• **DOCUMENT PASSAGE**:
***

Lupus (an autoimmune disease):

1) Systemic lupus erythematosus ("SLE") is a very serious, usually incurable and often fatal disease resulting (at least in large part) from production of a whole series of different anti-self antibodies, including antibodies against DNA (both double stranded and single stranded), phospholipids, collagen, histones and RNA. Note the contrast with most autoimmune diseases, in which only one self-antigen is attacked! SLE should not be confused with "Lupus vulgaris" which is a skin form of tuberculosis, and has nothing at all to do with SLE except superficial similarity of a few of their symptoms.

2) About 130,000 Americans are now being treated for SLE, although probably as many as a million Americans are affected by some form of this disease (including milder and more temporary forms, and some cases that are not diagnosed, as happened to Charles Kuralt).

***

• **THE DATA**:
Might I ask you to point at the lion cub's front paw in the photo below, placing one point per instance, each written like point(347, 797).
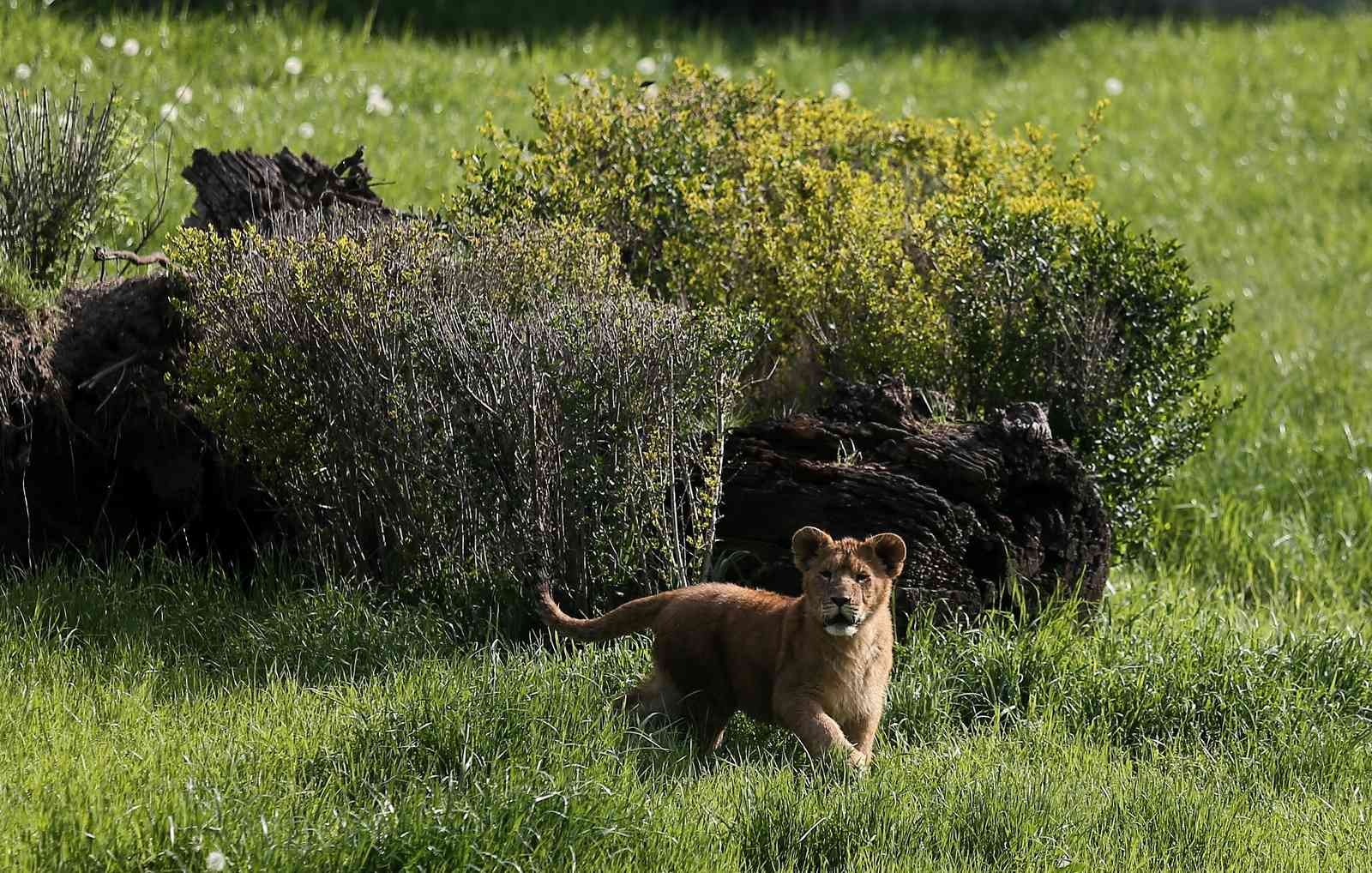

***

Continue the passage on lupus above, starting right after its last sentence.

3) Just over 90% of lupus victims are women, 90% of these are young women. Lupus also occurs in children, where the sex ratio is only about 1-3 boys to girls, and where the disease progresses more rapidly than in adults, and is usually fatal. In general, the later you get lupus, the less rapidly it will kill you; although even for young adult patients more than half of patients can be effectively treated (the disease being "managed" rather than cured). I have not yet found a number for fatalities per year, but it is somewhere in the thousands per year, perhaps five thousand per year (which would be a seventh or eighth as many fatalities as AIDS in this country, since these have now dropped back below 40,000 per year).

4) Lupus tends to "run in families": studies of sets of identical twins have reported frequencies from 26% to 70% (i.e. if one twin has the disease; in what % of cases does the other twin also get SLE?); immediate family members are thought to have around 5 or 10% probability (lower in males than females) of getting SLE but as much as 20 or 30% chance of getting some autoimmune disease, especially immune thyroiditis, scleroderma and rheumatoid arthritis! Increased frequencies of non-Hodgkins lymphoma have also been reported (but with much smaller %s).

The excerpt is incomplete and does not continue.